◆ Excerpts of pointing data
/---

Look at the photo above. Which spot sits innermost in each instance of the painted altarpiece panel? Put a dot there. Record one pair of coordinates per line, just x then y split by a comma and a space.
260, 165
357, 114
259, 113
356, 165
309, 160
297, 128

\---

◆ TASK DIRECTIONS
Set out each line of the entries above as a numbered list, skipping any blank lines.

◆ RESPONSE FOR THIS EXERCISE
1. Look at the photo above. Which spot sits innermost in each instance of the painted altarpiece panel? Put a dot there. Record one pair of coordinates per line, just x then y split by a comma and a space.
2. 260, 165
3. 357, 114
4. 259, 113
5. 356, 165
6. 309, 160
7. 297, 128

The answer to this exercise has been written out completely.